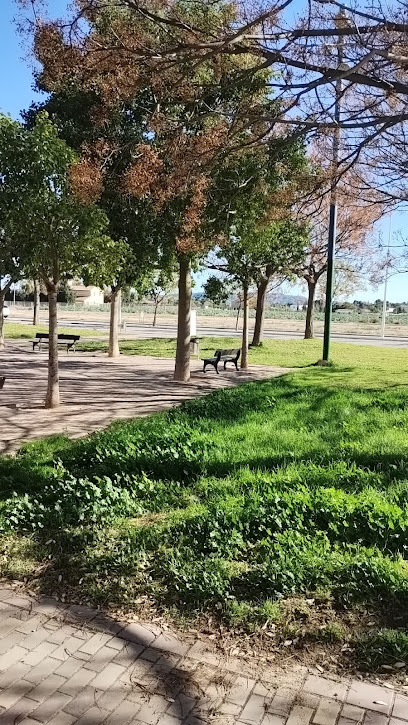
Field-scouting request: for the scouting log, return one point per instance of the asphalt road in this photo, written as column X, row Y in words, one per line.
column 137, row 330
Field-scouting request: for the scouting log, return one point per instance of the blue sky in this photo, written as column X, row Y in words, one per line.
column 17, row 93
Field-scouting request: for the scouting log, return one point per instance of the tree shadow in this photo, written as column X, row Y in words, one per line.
column 102, row 667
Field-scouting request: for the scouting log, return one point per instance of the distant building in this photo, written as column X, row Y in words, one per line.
column 87, row 296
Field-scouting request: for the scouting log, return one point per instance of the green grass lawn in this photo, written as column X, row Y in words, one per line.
column 16, row 330
column 277, row 503
column 375, row 365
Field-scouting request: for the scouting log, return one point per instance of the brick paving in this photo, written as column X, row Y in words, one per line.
column 95, row 390
column 66, row 665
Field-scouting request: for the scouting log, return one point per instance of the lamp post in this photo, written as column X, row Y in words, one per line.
column 341, row 21
column 384, row 312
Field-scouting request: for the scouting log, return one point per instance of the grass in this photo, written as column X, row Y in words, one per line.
column 16, row 330
column 283, row 501
column 368, row 365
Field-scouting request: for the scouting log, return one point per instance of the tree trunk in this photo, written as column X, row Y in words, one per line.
column 244, row 352
column 52, row 399
column 114, row 323
column 3, row 293
column 237, row 320
column 310, row 310
column 182, row 367
column 260, row 312
column 36, row 317
column 2, row 296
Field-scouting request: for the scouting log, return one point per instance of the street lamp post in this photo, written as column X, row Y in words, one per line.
column 387, row 267
column 341, row 20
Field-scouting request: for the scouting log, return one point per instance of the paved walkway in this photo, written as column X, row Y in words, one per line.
column 63, row 664
column 96, row 390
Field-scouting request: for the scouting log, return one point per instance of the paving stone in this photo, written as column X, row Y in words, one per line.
column 56, row 702
column 108, row 676
column 254, row 709
column 80, row 613
column 168, row 643
column 48, row 606
column 68, row 647
column 300, row 716
column 147, row 715
column 93, row 716
column 128, row 654
column 14, row 673
column 400, row 708
column 14, row 693
column 351, row 712
column 169, row 720
column 240, row 690
column 327, row 712
column 62, row 718
column 307, row 699
column 45, row 649
column 8, row 624
column 13, row 655
column 61, row 634
column 21, row 709
column 182, row 706
column 375, row 718
column 95, row 643
column 149, row 654
column 30, row 625
column 363, row 694
column 77, row 682
column 137, row 633
column 47, row 687
column 264, row 689
column 325, row 688
column 122, row 714
column 112, row 698
column 102, row 658
column 271, row 719
column 31, row 641
column 83, row 701
column 282, row 702
column 42, row 670
column 69, row 667
column 228, row 708
column 17, row 600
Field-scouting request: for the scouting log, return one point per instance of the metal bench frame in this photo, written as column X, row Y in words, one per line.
column 68, row 340
column 222, row 356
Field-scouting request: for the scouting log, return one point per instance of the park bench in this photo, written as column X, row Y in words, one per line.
column 222, row 356
column 68, row 340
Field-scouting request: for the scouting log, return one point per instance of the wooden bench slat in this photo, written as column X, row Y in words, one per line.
column 223, row 356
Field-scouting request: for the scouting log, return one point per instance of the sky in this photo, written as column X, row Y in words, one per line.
column 17, row 93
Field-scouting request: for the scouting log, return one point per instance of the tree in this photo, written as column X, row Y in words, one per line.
column 157, row 291
column 189, row 128
column 132, row 224
column 252, row 249
column 216, row 290
column 302, row 47
column 61, row 236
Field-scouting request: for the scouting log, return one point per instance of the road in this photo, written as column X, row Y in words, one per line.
column 137, row 330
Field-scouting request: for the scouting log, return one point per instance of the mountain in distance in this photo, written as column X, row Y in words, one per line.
column 277, row 298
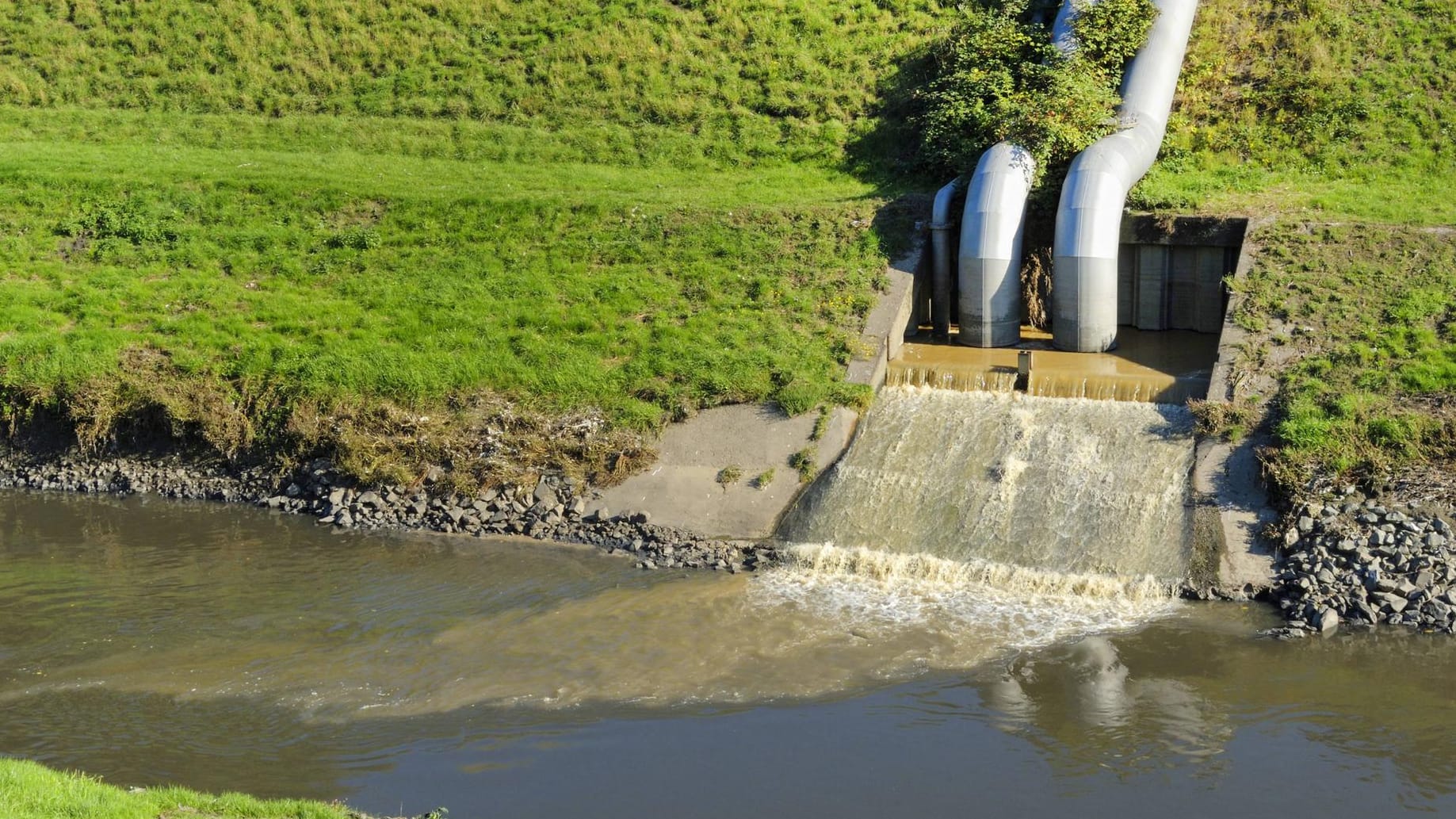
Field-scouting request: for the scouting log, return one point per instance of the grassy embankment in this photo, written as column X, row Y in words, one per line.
column 32, row 791
column 1334, row 120
column 503, row 235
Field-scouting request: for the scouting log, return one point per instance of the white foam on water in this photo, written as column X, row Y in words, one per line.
column 1007, row 607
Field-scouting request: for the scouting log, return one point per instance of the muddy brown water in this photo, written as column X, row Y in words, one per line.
column 229, row 649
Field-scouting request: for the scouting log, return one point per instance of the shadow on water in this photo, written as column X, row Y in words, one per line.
column 223, row 649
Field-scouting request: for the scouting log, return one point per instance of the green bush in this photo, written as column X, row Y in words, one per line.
column 999, row 78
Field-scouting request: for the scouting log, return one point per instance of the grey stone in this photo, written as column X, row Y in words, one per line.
column 1391, row 601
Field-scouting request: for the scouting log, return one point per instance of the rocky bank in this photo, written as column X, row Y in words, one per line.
column 1360, row 561
column 552, row 509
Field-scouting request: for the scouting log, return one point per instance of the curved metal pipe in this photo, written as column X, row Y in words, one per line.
column 941, row 224
column 1089, row 216
column 991, row 247
column 992, row 231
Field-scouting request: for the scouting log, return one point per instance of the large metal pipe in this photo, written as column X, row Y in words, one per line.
column 1089, row 216
column 992, row 231
column 941, row 226
column 991, row 247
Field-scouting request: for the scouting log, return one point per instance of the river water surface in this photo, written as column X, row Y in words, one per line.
column 231, row 649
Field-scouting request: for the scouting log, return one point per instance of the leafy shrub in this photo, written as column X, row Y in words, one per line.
column 118, row 217
column 999, row 78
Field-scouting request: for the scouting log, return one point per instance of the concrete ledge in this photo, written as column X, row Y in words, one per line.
column 1231, row 506
column 682, row 490
column 889, row 323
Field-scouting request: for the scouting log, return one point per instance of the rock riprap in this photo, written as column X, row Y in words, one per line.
column 555, row 507
column 1359, row 561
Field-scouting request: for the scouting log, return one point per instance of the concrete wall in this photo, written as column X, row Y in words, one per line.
column 1170, row 273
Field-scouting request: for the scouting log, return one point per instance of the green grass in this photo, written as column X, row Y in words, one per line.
column 1372, row 314
column 29, row 790
column 269, row 224
column 648, row 81
column 1331, row 109
column 274, row 224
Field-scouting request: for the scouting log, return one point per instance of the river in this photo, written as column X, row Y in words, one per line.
column 233, row 649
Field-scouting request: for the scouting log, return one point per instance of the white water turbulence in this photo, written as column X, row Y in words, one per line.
column 1071, row 487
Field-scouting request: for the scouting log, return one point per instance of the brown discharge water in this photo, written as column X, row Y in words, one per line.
column 1165, row 368
column 417, row 626
column 231, row 649
column 1064, row 485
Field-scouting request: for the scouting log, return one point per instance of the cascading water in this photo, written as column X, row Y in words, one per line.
column 1050, row 513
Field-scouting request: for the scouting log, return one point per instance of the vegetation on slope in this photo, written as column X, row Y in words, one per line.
column 1363, row 320
column 32, row 791
column 1332, row 118
column 628, row 81
column 408, row 232
column 999, row 78
column 1320, row 109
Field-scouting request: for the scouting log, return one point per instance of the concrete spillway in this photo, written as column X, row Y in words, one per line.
column 1057, row 485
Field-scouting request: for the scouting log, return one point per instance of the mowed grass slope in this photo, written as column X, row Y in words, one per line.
column 1337, row 109
column 29, row 790
column 233, row 212
column 1336, row 118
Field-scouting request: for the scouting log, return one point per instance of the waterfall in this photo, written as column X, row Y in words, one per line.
column 1007, row 490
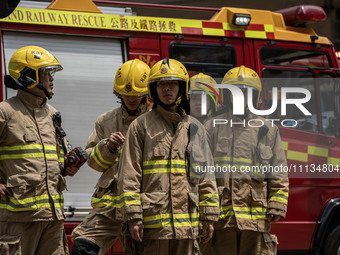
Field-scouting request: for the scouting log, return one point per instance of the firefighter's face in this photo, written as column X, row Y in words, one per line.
column 46, row 79
column 196, row 104
column 167, row 91
column 132, row 102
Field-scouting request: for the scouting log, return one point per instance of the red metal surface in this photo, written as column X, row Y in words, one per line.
column 157, row 6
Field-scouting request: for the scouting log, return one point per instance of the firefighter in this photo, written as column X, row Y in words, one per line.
column 164, row 198
column 31, row 201
column 203, row 85
column 101, row 227
column 251, row 196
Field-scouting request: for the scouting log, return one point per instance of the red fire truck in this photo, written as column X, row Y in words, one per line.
column 92, row 41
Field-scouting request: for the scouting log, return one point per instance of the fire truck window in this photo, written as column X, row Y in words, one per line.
column 294, row 118
column 211, row 59
column 294, row 57
column 327, row 85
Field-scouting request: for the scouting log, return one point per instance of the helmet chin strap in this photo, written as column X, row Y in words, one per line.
column 48, row 95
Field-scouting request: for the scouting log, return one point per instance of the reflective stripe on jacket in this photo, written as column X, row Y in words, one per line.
column 30, row 160
column 103, row 160
column 248, row 193
column 155, row 179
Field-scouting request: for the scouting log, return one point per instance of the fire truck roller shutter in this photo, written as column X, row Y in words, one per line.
column 83, row 91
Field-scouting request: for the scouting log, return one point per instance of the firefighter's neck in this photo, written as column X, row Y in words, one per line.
column 172, row 108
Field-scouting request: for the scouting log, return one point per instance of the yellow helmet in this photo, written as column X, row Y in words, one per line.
column 244, row 77
column 132, row 79
column 202, row 83
column 168, row 69
column 26, row 62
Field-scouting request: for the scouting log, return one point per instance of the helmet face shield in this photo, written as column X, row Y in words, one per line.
column 167, row 70
column 244, row 77
column 26, row 62
column 132, row 79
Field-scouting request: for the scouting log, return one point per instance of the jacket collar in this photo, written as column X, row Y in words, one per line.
column 30, row 99
column 171, row 117
column 126, row 115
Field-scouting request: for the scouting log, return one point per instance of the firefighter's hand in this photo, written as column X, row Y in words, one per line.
column 4, row 191
column 136, row 231
column 274, row 218
column 207, row 232
column 116, row 140
column 71, row 171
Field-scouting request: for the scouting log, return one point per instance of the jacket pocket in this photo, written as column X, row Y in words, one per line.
column 30, row 135
column 23, row 186
column 159, row 150
column 9, row 245
column 270, row 243
column 259, row 196
column 62, row 183
column 266, row 153
column 104, row 182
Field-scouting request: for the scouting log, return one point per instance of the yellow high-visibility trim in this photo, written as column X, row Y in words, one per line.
column 255, row 34
column 279, row 199
column 281, row 192
column 333, row 161
column 21, row 147
column 268, row 28
column 164, row 170
column 208, row 196
column 297, row 156
column 213, row 31
column 318, row 151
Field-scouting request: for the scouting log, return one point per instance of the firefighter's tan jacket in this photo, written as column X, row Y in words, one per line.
column 249, row 194
column 157, row 186
column 100, row 158
column 29, row 160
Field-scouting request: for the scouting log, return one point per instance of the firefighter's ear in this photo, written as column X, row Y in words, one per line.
column 7, row 7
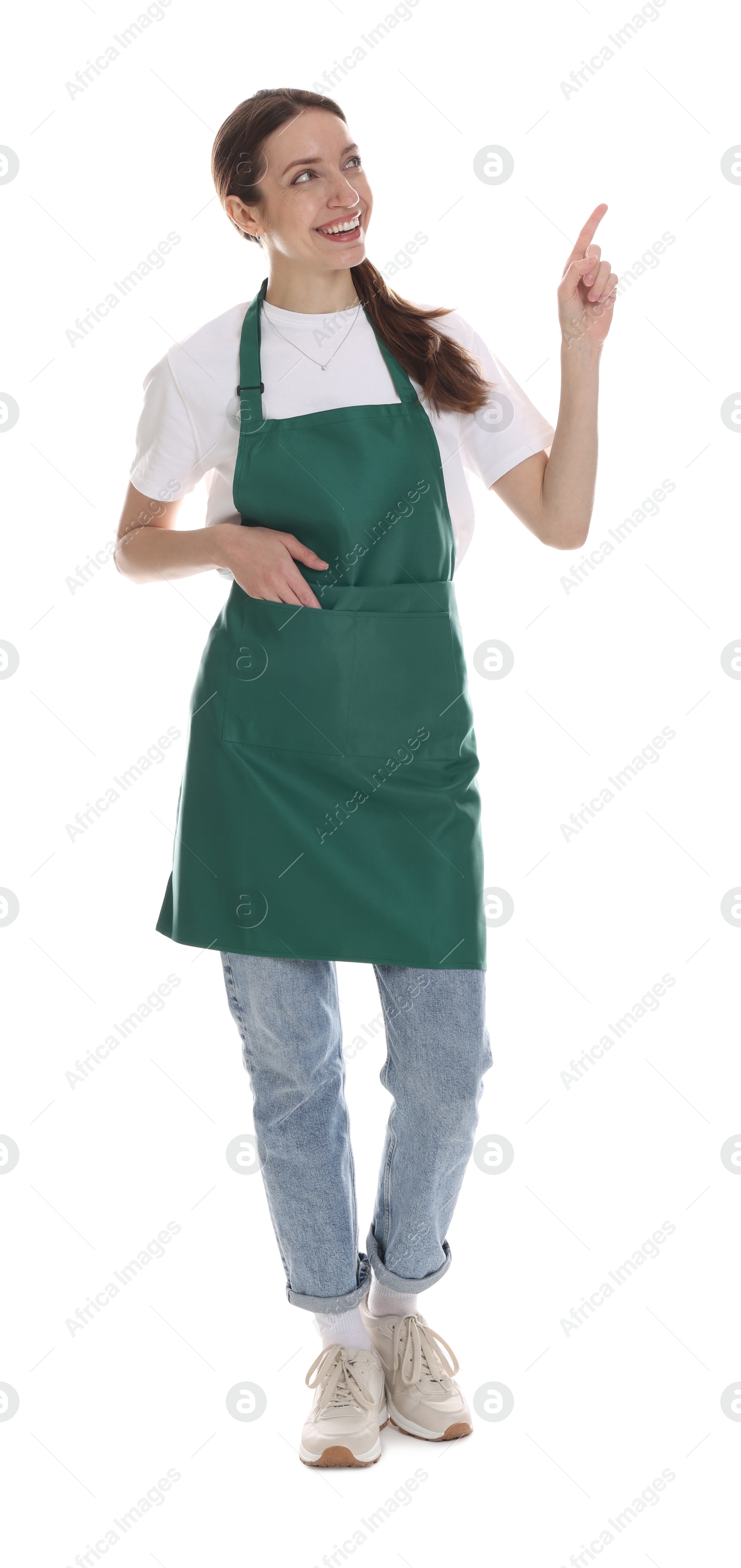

★ ★ ★ ★ ★

▶ **Your instructions**: Reproduce the part of the data that opens with the line containing "of the brown" and closes with the line containing "column 1064, row 485", substituting "outflow water" for "discharge water" and keeping everything else identical.

▶ **Solution to this exercise**:
Field-scouting request: for the scouting log, return one point per instance of the brown outflow water in this photo, written as column X, row Y in words, one per line.
column 1165, row 368
column 417, row 626
column 231, row 649
column 1064, row 485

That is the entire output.